** start Input **

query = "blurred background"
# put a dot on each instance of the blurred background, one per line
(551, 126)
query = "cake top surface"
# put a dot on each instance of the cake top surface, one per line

** end Input **

* What you will do: Return all of the records above line for line, keeping every character unchanged.

* Expected answer:
query = "blurred background"
# put a dot on each instance of the blurred background, one per line
(551, 126)
query = "cake top surface"
# put a dot on each instance of the cake top surface, one per line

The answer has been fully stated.